* [Task description] Copy the lines below verbatim, leaving out the pictures.

* [Exercise inputs]
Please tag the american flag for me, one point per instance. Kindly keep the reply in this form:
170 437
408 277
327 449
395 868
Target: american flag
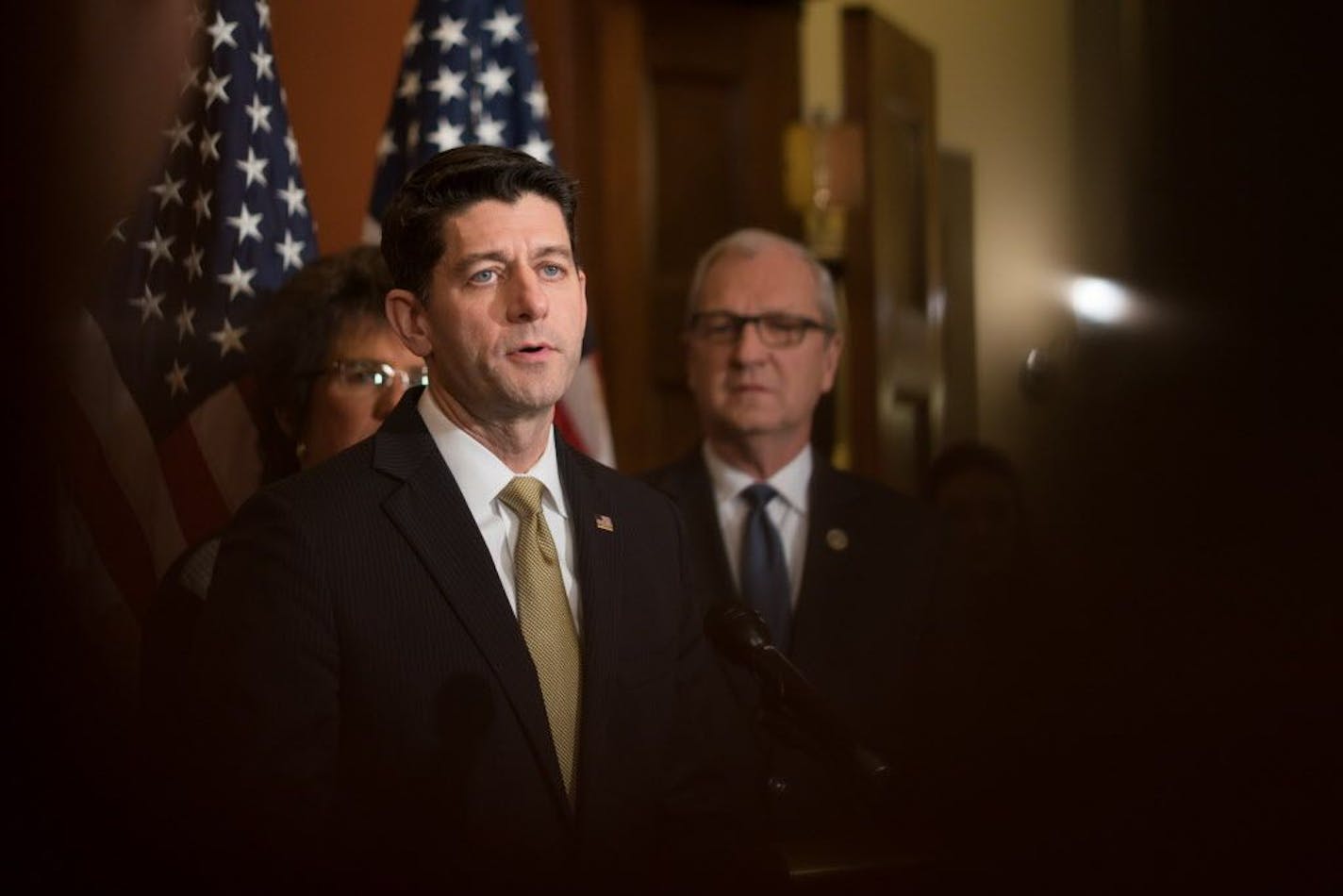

* [Exercise answer]
Please tag the american flag for me, one point per instance. Kindly keep the reply in this form:
170 437
408 277
327 449
395 868
Target: american flag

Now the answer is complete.